__Exercise description__
From the line with "Would you mind indicating the baby's fingers" to the final line of the records, reproduce every line exactly and only those lines.

>> start

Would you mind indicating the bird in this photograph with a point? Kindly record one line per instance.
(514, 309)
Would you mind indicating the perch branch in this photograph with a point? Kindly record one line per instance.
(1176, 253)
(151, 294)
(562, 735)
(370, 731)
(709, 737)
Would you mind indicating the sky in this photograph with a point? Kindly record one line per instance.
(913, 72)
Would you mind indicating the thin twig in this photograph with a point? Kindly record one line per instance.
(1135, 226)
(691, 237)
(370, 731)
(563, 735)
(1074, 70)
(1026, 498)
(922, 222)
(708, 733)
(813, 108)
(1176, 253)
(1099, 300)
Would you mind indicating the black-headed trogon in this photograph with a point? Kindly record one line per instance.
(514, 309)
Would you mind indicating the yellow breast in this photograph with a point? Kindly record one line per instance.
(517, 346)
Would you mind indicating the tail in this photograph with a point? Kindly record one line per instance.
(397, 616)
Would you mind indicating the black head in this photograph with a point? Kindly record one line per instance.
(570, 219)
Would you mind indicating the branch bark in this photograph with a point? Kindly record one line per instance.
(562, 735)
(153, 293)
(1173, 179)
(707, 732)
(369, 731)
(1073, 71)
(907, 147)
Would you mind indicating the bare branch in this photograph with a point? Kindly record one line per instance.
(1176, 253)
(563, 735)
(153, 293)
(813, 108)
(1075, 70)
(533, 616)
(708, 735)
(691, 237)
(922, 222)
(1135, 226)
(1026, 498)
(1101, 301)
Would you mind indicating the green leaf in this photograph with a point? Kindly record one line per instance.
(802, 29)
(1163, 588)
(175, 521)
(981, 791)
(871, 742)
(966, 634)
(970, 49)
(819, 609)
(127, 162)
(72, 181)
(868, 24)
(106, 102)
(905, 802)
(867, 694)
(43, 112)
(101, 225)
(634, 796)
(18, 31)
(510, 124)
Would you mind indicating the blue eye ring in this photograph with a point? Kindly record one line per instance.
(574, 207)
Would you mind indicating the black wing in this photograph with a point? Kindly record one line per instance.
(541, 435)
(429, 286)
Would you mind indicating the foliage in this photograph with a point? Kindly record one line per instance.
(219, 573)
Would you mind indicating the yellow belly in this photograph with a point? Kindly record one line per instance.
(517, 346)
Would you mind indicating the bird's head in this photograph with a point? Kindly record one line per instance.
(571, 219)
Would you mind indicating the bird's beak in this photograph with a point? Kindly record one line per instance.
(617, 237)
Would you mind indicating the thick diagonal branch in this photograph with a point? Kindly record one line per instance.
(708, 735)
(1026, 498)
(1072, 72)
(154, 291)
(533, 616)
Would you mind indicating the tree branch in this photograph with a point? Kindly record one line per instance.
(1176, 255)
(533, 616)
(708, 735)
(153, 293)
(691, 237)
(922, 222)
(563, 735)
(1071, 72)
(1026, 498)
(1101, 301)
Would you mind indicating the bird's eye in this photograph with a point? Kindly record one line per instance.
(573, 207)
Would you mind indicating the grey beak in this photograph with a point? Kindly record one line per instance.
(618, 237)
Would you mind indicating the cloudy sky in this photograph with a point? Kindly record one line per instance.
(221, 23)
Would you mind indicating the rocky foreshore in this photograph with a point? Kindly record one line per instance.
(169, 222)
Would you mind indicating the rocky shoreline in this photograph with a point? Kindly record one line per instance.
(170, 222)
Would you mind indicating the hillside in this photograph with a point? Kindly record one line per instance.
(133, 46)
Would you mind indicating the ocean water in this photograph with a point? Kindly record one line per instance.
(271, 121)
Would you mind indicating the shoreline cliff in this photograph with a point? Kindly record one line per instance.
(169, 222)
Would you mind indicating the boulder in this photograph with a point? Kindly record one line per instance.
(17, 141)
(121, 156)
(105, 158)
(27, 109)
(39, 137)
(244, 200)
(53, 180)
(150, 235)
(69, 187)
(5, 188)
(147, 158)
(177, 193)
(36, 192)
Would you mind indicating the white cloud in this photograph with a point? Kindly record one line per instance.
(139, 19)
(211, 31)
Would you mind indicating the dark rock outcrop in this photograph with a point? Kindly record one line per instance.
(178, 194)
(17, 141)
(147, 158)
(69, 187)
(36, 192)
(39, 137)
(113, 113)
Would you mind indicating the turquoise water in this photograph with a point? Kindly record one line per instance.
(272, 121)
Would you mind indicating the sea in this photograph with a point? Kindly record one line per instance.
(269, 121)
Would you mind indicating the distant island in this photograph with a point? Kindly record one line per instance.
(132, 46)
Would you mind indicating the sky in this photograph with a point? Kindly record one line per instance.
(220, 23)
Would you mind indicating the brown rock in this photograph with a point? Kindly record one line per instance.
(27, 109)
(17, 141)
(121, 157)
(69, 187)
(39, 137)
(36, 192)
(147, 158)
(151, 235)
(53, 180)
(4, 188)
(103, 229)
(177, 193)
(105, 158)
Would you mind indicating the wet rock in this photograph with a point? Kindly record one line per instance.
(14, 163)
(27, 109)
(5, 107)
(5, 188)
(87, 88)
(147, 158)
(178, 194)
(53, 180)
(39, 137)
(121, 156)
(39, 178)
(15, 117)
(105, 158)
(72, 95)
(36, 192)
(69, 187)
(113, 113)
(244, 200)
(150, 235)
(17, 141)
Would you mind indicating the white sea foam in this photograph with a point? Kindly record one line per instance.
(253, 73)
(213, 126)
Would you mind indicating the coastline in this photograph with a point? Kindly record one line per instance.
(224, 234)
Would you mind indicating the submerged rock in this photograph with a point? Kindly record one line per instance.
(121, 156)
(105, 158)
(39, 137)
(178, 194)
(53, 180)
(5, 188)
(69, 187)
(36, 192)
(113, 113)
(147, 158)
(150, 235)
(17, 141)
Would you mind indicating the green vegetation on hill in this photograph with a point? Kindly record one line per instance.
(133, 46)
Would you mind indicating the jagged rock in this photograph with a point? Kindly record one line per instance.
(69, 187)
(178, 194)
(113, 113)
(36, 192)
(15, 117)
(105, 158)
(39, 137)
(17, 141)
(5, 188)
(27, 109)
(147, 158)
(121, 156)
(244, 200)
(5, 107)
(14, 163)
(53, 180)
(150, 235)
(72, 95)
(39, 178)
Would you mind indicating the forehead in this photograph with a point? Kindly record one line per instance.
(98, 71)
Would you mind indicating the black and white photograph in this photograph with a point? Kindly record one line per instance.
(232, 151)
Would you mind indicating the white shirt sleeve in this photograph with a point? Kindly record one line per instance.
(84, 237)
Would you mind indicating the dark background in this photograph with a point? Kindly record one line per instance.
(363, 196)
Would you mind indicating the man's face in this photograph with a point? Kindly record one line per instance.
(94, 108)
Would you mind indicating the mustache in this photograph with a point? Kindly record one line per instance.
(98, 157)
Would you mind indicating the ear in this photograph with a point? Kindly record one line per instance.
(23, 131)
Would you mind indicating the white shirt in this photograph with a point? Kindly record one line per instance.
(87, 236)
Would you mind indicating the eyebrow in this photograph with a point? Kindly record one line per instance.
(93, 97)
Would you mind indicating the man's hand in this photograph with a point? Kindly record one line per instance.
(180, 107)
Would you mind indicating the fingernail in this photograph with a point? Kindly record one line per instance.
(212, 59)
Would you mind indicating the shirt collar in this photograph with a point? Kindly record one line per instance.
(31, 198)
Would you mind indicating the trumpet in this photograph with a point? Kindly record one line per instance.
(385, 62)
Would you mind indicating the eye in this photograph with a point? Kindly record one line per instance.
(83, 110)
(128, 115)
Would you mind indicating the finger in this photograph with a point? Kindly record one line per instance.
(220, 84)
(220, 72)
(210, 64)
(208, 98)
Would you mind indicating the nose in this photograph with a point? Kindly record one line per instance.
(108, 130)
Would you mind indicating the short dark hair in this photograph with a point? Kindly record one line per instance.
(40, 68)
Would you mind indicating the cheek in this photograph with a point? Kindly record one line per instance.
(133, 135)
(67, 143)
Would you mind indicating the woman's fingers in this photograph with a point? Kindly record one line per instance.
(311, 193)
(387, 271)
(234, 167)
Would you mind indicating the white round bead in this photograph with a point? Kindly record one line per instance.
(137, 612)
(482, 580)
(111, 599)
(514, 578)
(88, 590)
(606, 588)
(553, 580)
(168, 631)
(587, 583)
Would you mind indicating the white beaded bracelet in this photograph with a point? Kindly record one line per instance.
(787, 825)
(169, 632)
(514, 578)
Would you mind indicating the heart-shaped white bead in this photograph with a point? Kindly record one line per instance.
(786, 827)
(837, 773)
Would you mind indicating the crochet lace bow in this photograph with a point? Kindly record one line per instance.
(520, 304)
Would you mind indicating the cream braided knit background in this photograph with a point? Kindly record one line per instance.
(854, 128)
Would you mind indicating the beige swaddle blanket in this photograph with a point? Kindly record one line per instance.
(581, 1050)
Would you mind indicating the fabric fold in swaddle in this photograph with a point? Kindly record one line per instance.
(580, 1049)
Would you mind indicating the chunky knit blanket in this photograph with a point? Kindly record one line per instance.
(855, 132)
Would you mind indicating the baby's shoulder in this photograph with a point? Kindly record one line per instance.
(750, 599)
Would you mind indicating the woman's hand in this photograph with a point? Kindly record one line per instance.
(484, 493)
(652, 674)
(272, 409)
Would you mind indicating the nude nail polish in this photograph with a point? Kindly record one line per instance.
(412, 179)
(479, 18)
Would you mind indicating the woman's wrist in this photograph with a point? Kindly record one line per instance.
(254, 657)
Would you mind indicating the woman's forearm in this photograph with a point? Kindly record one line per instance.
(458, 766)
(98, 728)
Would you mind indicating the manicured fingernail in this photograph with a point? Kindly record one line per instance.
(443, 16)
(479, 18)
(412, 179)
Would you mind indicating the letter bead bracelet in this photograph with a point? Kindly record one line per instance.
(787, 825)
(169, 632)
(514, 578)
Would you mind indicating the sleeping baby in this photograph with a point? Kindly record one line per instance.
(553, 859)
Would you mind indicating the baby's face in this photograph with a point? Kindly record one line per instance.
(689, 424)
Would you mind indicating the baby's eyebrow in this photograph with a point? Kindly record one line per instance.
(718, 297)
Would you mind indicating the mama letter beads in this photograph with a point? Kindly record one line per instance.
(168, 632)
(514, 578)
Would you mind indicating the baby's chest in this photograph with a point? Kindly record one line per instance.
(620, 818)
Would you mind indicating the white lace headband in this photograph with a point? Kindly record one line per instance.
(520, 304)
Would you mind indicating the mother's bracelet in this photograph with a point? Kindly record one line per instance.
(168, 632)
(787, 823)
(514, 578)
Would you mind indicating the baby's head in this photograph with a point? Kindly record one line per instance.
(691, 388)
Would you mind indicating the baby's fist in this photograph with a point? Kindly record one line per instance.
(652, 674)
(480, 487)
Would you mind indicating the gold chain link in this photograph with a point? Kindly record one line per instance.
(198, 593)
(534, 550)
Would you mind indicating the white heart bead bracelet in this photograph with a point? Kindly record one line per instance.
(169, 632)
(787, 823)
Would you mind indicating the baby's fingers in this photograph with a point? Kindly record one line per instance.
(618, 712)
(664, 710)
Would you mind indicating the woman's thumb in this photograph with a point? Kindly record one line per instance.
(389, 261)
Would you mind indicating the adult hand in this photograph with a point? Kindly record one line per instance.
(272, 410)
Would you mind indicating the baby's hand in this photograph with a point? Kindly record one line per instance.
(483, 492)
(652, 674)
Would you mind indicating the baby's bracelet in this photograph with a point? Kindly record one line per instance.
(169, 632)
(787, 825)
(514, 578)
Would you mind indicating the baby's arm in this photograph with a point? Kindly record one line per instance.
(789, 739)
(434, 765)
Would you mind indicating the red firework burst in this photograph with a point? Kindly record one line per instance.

>> end

__Answer below__
Would you mind indicating the baby's fingers in this photograph with a point? Kindly record one line per instance.
(618, 712)
(664, 710)
Would you mind indicating the woman's thumb in this photograph with a point? Kindly record one line per instance.
(389, 261)
Would you mind indicating the adult hand in this photograph with a point? Kindly record one line per instance.
(272, 410)
Would you mind indicating the baby's hand in this photograph with a point? Kindly record one line per instance.
(483, 492)
(652, 674)
Would you mind indicating the baby's bracelet in this photograph with a point? Kindly record one line per instance.
(169, 632)
(787, 825)
(514, 578)
Would you mind indicating the baby's arm in this photograph with a point? Kindly record one line per instance.
(789, 739)
(434, 765)
Would you mind indicating the red firework burst in this photograph with a point? Kindly record one line per instance.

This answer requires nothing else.